#### [Source extract]
%%

Treasury yields have surged past levels that seemed unthinkable at the start of the year, with the 10-year note briefly touching territory not seen since the acute stress of early 2020. German Bunds, Japanese government bonds, and UK gilts have followed in lockstep, suggesting this is not merely an American phenomenon but a global repricing of risk.
The Hormuz premium
The standoff in the Strait of Hormuz—through which roughly a fifth of the world's oil passes daily—has injected a geopolitical risk premium into every asset class, but bonds are bearing the brunt. Oil prices hovering near multi-year highs threaten to feed directly into headline inflation figures, complicating the already delicate calculus facing central bankers from Washington to Frankfurt to Tokyo.
For months, markets had been pricing in a benign scenario: inflation gradually returning to target, central banks cautiously cutting rates, and geopolitical tensions remaining contained. That narrative has collapsed. The fragile ceasefire between coalition forces and Iran has done little to calm markets, with traders betting that any resumption of hostilities could send crude above levels that would force central banks to choose between fighting inflation and supporting growth.
The inflation problem that won't quit
Even without the Middle East complication, bond markets were already showing signs of strain. Core inflation in the United States and Europe has proven stubbornly resistant to the aggressive rate hikes of 2023-2024, settling into a range that is neither hot enough to demand further tightening nor cool enough to justify meaningful easing. The newly sworn-in Fed Chair Kevin Warsh inherits an institution caught between these competing pressures, with President Trump publicly urging him to chart his own course—a statement that markets have interpreted as permission to keep rates elevated.
The real yield on inflation-protected securities has climbed to levels that make bonds genuinely competitive with equities for the first time in years, potentially triggering a rotation out of risk assets that could amplify the selloff.
What breaks first
The question now is whether this repricing remains orderly or metastasizes into something more dangerous. Leveraged positions in the Treasury market, built up during the long era of quantitative easing, are being unwound at a pace that is straining market plumbing. Bid-ask spreads have widened, and liquidity—always the first casualty of fear—is deteriorating.
Central banks retain the tools to intervene if dysfunction spreads, but doing so would undermine their inflation-fighting credibility at precisely the moment it matters most. The Bank of Japan, already struggling to manage the yen's weakness, faces particularly acute choices.
Our take
This is the market finally pricing in a world where geopolitical risk and structural inflation coexist—something investors spent the 2010s assuming was impossible. The post-financial-crisis playbook of buying every dip in bonds has stopped working, and the adjustment is going to be painful. For portfolios built on the assumption that bonds provide ballast when equities fall, the past week has been a brutal reminder that correlations can flip without warning. The era of easy money is not ending; it ended. Markets are just now getting the memo.

%%

#### [Records supplied]
%%

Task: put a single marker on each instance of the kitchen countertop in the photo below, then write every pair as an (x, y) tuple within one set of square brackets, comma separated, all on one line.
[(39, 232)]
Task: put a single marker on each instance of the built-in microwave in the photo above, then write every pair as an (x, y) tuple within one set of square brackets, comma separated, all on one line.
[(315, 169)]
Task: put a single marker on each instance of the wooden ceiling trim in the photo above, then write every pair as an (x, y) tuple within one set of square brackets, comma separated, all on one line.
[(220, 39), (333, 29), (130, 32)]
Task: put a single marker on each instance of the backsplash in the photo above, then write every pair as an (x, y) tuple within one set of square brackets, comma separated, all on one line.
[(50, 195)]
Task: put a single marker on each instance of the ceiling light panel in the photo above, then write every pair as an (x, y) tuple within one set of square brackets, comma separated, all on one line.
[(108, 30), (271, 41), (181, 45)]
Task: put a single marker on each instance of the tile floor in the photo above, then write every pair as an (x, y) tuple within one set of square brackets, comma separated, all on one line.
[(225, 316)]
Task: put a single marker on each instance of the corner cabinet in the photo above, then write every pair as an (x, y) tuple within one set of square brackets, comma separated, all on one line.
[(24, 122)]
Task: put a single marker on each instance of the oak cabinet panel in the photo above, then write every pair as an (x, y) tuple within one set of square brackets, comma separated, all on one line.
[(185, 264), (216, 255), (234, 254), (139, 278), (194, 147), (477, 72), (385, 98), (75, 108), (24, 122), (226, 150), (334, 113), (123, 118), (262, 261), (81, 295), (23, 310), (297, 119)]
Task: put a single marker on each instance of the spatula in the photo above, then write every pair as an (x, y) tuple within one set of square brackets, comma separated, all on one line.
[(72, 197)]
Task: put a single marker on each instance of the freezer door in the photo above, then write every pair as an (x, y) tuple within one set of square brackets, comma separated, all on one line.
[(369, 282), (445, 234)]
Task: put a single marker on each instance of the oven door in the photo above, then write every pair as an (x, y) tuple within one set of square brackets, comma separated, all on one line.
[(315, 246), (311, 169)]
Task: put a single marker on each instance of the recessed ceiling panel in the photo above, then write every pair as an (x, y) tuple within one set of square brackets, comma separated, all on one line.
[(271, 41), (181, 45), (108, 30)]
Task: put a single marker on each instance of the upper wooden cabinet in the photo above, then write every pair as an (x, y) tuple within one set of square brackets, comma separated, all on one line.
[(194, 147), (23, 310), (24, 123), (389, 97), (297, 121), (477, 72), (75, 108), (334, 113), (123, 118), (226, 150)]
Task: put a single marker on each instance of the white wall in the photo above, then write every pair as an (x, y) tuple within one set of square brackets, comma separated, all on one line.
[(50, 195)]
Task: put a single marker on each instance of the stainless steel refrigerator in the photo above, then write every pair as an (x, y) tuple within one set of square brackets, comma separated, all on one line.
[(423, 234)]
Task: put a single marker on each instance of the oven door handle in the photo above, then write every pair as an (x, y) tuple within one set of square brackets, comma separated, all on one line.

%%

#### [Exercises]
**a)** Reproduce the bond market article word for word from "The inflation problem" up to and including "amplify the selloff.".
**b)** Answer these questions using the bond market article.
(i) What share of the world's oil passes through the Strait of Hormuz each day?
(ii) Who is the newly sworn-in Fed Chair?
(iii) Which central bank is already struggling to manage the yen's weakness?

#### [Answers below]
**a)**
The inflation problem that won't quit
Even without the Middle East complication, bond markets were already showing signs of strain. Core inflation in the United States and Europe has proven stubbornly resistant to the aggressive rate hikes of 2023-2024, settling into a range that is neither hot enough to demand further tightening nor cool enough to justify meaningful easing. The newly sworn-in Fed Chair Kevin Warsh inherits an institution caught between these competing pressures, with President Trump publicly urging him to chart his own course—a statement that markets have interpreted as permission to keep rates elevated.
The real yield on inflation-protected securities has climbed to levels that make bonds genuinely competitive with equities for the first time in years, potentially triggering a rotation out of risk assets that could amplify the selloff.

**b)**
(i) Roughly a fifth.
(ii) Kevin Warsh.
(iii) The Bank of Japan.